Start of Page text

My brother and I were born 8 years apart. I was the first-born, the first grandchild, I reigned supreme for 8 years. Then this tiny, goofy, yellow pampered ball of fire exploded into my life and I knew that nothing would ever be the same again.
Raising a child, in general, demands extraordinary strength. When autism joins in, those demands are the only thing you have time for. Every minute of every day is about autism, and that means that there’s little time for the ‘Others’; the siblings become bystanders.
Their silence resonates in their misbehaving at school, picking up bad habits and hanging out with questionable friends. The way the Others are affected can take as many forms as can autism.
As a sibling, older or younger, you notice the balance shifting, you see how much time is spent on each of you and you feel the need for attention. Your parents only talk about autism, and you can only trace it back to one person. It causes resentment. Getting introduced to new people was always “This is Christos, he is a child with autism, and this is his sister”.
My mum told me that when Christos was born I used to climb into bed and ask to drink milk from the bottle. I was 8 years old! When he was diagnosed I started acting out at school.
I used to get annoyed when he played with my toys or when he watched my video tapes because he broke everything.
Through personal experience, as well as my discussions with other Others, the majority deals with jealousy first but later in life we have the ‘Ahh’ moment; when the feeling shifts into a powerful realisation that we have become who we were always meant to be because of them.
This moment of enlightenment comes from years of passive learning. Learning to read, research and implement ways to help a loved one, learning to weigh the pros and cons of every situation, being pushed out of your comfort zone every day, witnessing the strength of the people that raised you, and seeing how someone so small can be so fierce, how someone who cannot speak can evolve right in front of your eyes.
We grow up too soon, we cope with too much, we are excruciatingly passionate, embarrassingly understanding, and we know that every day is worthwhile.

End of Page text
Start of Records shown

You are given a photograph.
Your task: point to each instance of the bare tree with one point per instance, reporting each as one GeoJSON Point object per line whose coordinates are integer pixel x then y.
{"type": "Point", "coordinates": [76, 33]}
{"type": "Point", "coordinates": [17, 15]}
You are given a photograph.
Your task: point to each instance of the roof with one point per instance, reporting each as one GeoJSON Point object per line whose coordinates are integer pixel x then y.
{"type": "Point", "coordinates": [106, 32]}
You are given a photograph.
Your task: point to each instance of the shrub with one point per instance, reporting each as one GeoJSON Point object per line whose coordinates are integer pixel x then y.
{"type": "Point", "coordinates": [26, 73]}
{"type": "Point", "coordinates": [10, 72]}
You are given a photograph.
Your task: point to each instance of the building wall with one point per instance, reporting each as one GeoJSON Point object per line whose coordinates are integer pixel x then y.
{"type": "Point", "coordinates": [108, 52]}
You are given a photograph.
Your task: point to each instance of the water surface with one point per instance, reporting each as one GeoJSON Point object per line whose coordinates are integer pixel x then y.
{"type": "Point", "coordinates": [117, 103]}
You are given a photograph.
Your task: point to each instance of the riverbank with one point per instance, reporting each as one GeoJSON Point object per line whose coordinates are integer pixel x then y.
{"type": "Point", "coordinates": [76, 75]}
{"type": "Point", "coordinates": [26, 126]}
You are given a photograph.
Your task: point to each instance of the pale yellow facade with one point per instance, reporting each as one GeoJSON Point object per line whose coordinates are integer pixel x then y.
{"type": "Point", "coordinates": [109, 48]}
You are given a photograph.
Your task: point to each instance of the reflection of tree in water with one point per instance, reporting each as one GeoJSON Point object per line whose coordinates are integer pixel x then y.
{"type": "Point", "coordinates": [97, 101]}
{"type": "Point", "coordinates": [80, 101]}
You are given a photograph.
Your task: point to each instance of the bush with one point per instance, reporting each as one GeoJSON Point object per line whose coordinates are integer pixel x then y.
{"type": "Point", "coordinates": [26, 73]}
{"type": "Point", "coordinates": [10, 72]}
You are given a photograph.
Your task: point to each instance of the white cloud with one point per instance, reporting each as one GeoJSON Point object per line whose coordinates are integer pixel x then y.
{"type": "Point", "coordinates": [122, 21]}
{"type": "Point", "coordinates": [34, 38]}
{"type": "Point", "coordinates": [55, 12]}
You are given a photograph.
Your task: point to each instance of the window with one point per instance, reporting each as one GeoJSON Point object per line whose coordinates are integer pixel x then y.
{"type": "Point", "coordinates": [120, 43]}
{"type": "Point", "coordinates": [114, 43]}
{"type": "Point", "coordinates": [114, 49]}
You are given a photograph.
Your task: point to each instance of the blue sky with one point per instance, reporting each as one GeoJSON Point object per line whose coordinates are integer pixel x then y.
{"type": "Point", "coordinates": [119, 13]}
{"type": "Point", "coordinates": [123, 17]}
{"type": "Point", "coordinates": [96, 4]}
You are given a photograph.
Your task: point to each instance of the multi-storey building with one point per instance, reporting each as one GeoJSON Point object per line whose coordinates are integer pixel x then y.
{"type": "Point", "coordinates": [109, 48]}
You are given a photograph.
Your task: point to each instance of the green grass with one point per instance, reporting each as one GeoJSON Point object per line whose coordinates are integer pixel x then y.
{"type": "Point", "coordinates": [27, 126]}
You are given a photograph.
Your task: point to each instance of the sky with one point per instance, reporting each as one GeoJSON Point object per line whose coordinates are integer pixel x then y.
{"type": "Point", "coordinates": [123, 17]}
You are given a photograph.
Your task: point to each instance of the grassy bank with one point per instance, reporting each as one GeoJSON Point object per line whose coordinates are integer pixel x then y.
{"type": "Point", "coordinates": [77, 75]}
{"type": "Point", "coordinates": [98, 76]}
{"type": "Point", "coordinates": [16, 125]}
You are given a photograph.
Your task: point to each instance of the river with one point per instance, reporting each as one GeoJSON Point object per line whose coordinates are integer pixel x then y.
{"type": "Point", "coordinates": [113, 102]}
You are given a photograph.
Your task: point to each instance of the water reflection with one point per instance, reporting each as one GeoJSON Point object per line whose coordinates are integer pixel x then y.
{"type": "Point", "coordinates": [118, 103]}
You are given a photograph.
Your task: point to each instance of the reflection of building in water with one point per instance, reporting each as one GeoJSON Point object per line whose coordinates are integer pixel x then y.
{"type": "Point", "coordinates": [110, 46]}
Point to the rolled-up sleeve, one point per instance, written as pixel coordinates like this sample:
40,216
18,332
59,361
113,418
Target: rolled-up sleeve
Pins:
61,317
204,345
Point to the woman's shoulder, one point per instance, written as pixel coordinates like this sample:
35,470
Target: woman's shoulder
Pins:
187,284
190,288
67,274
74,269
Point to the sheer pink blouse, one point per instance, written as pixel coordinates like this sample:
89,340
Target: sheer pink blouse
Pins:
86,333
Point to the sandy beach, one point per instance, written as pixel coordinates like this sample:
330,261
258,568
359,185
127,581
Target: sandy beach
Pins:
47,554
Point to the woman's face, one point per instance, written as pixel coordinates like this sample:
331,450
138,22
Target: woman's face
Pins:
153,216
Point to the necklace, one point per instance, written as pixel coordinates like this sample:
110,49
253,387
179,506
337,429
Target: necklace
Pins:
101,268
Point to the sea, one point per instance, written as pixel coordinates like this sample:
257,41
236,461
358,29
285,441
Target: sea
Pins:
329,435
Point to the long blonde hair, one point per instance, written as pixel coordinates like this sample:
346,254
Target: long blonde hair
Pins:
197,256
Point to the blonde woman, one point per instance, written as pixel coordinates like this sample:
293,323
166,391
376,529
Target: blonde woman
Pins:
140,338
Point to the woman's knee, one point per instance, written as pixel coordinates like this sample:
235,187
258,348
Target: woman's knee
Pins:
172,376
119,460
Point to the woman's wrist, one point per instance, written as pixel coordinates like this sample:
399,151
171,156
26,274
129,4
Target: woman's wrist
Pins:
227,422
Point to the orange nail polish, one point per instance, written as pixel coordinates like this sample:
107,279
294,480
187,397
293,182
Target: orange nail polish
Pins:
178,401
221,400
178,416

End of Records shown

**Exercise instructions**
1) In the essay on growing up with an autistic brother, swap "fierce" for "determined" and write out the passage again, starting with "This moment of" and going on through "day is worthwhile.".
2) Answer these questions using the essay on growing up with an autistic brother:
(a) How many years apart were the writer and the brother born?
(b) What is the brother's name?
(c) What did the writer start doing at school when the brother was diagnosed?
3) Carry on the essay on growing up with an autistic brother from the point where it stops.
The data were drawn from a separate source.

**Answers**
1)
This moment of enlightenment comes from years of passive learning. Learning to read, research and implement ways to help a loved one, learning to weigh the pros and cons of every situation, being pushed out of your comfort zone every day, witnessing the strength of the people that raised you, and seeing how someone so small can be so determined, how someone who cannot speak can evolve right in front of your eyes.
We grow up too soon, we cope with too much, we are excruciatingly passionate, embarrassingly understanding, and we know that every day is worthwhile.

2)
(a) 8 years
(b) Christos
(c) Acting out

3)
Being an Other means we learn skills we wouldn't otherwise have. We become resilient adults because being an Other doesn't end with childhood.
The concerns of toys and attention fade and as adults we start thinking of the future and develop a sense of responsibility that makes it difficult for us to leave home and begin an independent life.
However, being an Other drives us and it makes us better. So, when you meet someone with autism, take a moment to take it in, see beyond the autism and realise that they are inspiring, they can motivate greatness without ever saying a word.
A couple of years ago, I was travelling to Cyprus and I was sat next to two boys on the plane, I think they were brothers. One of the boys looked older and had a disability. He could speak but, like my brother, I realised you would have had to live with him to know exactly what he said. The younger brother had a big bag with all the necessities in it, he helped his brother sit down, fasten his seatbelt and kept him occupied for the flight. It was small things like he got up to get his food from the bag and made sure to feed him first and then eat himself, he made sure to give him water, to ensure he was comfortable when he wanted to sleep.
The entire flight I probably only read a couple of pages of my book. It was so hard to not be fascinated by this boy - who couldn't have been more than 20 - who was so responsible, so in the zone, so in control. It was inspiring to see another Other in action.
While writing the blog, I've met sisters from all over the world. Every sibling I’ve met has been involved in raising awareness, their words and their paths in life are guided by their love for their siblings.
I’ve met an ambassador for an autism organisation in Canada who also released a song about her two brothers who are on the spectrum; I follow a page on facebook which is managed by a sister and follows the journey of her amazing brother, who is on the spectrum; I had a message from a sister a couple of years ago telling me about her younger brother with autism and how she was in college getting her diploma and on her way to becoming a Developmental Services Worker; another had studied speech therapy and another was due to study Cognitive Science Studies because she wanted to "show the world true autism and what it can create".
Being an autism sibling is what I am proudest of. Not only am I able to be constantly inspired by my family and Christos but I have had the opportunity to meet so many Others, so many beautiful souls through sharing our story.
Our silent bond is a comfort; we live the same lives in different cities, with different people, feeling the same emotions and even though we have never met, we are siblings.
Happy Sibling day all, give your brother or sister an extra hard time in honour of today.